_DATA LISTING:_
Segment Open

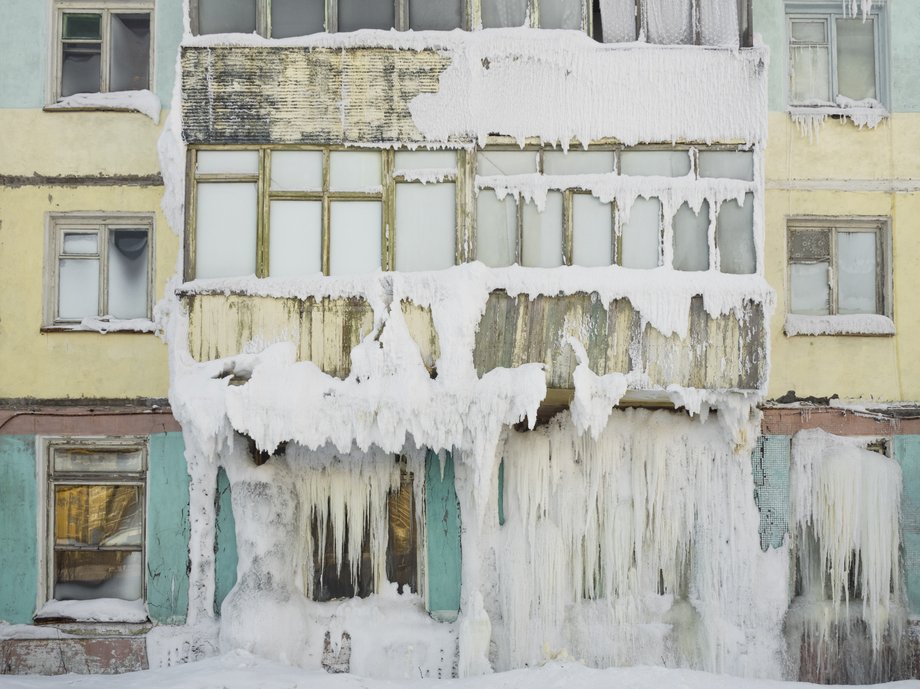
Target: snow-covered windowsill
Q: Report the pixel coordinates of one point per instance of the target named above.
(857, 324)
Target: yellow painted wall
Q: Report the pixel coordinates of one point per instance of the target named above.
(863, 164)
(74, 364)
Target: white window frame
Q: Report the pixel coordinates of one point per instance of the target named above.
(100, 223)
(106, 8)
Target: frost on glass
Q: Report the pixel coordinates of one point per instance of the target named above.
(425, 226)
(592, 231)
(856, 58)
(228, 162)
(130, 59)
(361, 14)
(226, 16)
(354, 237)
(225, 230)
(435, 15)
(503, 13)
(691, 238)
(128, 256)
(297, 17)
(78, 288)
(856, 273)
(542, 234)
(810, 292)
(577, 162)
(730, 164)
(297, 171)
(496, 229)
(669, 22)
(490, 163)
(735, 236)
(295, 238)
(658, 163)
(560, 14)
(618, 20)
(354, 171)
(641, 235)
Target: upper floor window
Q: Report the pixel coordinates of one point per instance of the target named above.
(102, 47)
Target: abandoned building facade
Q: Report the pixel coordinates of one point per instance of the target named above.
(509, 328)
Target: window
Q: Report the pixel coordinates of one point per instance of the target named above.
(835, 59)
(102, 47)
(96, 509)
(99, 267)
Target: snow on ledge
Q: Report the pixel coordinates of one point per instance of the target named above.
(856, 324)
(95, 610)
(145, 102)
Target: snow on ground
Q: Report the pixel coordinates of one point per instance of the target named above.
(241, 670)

Segment Closed
Segment Open

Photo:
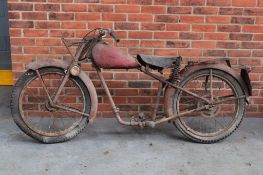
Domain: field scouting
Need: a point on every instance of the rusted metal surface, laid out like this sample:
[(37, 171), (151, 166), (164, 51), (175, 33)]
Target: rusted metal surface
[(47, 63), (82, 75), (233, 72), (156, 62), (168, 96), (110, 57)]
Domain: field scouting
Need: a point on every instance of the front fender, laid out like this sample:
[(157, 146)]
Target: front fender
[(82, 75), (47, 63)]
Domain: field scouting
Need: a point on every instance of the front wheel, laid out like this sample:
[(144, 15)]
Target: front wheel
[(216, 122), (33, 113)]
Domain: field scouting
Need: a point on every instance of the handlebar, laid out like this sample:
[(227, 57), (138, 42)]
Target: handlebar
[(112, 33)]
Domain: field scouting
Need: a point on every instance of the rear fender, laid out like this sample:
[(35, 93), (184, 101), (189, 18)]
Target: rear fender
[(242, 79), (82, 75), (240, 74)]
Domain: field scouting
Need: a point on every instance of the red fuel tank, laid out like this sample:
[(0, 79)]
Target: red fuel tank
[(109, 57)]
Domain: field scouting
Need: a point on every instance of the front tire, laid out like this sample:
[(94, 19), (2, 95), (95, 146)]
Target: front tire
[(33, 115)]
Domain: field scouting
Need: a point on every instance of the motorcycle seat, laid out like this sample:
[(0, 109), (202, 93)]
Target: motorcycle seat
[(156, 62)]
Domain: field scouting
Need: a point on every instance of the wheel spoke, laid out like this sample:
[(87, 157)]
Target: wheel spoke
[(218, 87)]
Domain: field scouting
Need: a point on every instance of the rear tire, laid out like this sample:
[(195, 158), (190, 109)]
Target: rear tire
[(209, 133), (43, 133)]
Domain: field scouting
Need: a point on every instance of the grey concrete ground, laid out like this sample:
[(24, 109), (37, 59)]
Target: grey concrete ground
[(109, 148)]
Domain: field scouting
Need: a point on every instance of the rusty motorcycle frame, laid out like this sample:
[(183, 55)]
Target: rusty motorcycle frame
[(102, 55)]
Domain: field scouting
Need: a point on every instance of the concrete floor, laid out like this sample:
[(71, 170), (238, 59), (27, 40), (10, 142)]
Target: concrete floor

Segment Closed

_WHAT THE TASK ASKS:_ What are the lines, exactly as written above, from the line with "Target: snow-covered windowsill" to the line with "Target: frost on glass", both included? Output only those.

_TASK SOLUTION:_
Target: snow-covered windowsill
Q: Report the pixel coordinates of one point per instance of the target named above.
(857, 324)
Target: yellow painted wall
Q: Report the pixel coordinates of one point per instance of the target named above.
(863, 164)
(74, 364)
Target: white window frame
Q: Report the pixel coordinates of one point per instance of the target named above.
(100, 223)
(106, 8)
Target: frost on glass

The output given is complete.